SELECTED EXCERPT →
· · · · ·

House of Screams AKA Death Screams (David Nelson 1982)
Proof that small town locales are always a few years behind on trends, everyone in this South-set slasher is dressed like it’s the mid-70s, and the film itself feels very scrappy in the Grindhouse fashion of the previous decade. This adds absolutely nothing to the film other than the novelty of having several scenes scored by twangy country music and the preponderance of wood paneling everywhere. The plot, what little there is of it, is typical “mystery” killer fare. At one point the film stops everything and lets a character sincerely tell a scary story (really an urban legend, the “Humans lick hands too” tale) and it is more interesting than the rest of the film multiplied by a hundred. The filmmakers could have saved themselves a lot of money by just filming her telling spooky campfire favorites for 90 minutes instead.
Iced (Jeff Kwitney 1988)

· · · · ·

(Stored items)
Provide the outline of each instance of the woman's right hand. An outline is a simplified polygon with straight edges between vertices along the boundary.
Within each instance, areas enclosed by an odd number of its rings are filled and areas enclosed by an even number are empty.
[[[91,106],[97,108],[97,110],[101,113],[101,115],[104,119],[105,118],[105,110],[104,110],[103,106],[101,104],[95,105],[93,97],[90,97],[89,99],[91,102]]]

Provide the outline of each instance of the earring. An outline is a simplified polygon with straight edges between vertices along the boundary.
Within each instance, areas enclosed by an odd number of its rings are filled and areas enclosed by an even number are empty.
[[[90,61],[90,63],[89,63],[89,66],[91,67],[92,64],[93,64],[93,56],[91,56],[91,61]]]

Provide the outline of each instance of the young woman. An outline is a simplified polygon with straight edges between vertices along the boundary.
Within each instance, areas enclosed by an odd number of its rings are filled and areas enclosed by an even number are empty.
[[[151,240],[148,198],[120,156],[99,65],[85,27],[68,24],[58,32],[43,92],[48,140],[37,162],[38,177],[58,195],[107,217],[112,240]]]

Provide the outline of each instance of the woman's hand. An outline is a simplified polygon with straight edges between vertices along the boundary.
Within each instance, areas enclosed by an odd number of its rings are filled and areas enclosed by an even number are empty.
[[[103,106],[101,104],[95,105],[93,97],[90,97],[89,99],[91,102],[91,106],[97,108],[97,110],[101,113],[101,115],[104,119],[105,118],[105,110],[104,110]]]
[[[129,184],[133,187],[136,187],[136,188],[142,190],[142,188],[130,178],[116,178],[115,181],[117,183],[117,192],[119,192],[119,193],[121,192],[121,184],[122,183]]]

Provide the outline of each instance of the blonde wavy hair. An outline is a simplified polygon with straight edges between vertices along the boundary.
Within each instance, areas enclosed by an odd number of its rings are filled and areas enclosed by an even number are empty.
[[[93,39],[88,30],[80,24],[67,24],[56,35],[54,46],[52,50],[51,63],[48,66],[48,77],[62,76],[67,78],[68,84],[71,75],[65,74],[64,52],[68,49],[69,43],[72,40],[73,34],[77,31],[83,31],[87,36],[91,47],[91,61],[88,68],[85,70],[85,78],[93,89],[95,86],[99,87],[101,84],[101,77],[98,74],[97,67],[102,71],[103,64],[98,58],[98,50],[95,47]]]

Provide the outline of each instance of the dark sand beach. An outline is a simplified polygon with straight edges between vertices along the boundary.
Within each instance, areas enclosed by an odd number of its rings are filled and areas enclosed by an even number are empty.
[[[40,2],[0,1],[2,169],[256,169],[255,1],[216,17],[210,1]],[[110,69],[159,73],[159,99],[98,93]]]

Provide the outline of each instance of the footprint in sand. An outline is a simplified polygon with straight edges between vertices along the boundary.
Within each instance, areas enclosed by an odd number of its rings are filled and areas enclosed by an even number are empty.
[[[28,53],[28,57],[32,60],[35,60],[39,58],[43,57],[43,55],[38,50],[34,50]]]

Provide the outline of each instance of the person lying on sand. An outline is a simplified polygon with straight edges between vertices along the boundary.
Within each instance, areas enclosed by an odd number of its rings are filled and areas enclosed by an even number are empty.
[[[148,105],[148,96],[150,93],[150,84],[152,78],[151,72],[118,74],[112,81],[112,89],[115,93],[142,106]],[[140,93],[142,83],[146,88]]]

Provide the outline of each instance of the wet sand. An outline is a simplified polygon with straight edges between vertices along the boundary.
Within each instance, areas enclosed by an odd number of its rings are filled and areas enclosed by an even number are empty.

· · · · ·

GOAL →
Please copy the film review text word for word, in full.

REPLY TO THE EXERCISE →
House of Screams AKA Death Screams (David Nelson 1982)
Proof that small town locales are always a few years behind on trends, everyone in this South-set slasher is dressed like it’s the mid-70s, and the film itself feels very scrappy in the Grindhouse fashion of the previous decade. This adds absolutely nothing to the film other than the novelty of having several scenes scored by twangy country music and the preponderance of wood paneling everywhere. The plot, what little there is of it, is typical “mystery” killer fare. At one point the film stops everything and lets a character sincerely tell a scary story (really an urban legend, the “Humans lick hands too” tale) and it is more interesting than the rest of the film multiplied by a hundred. The filmmakers could have saved themselves a lot of money by just filming her telling spooky campfire favorites for 90 minutes instead.
Iced (Jeff Kwitney 1988)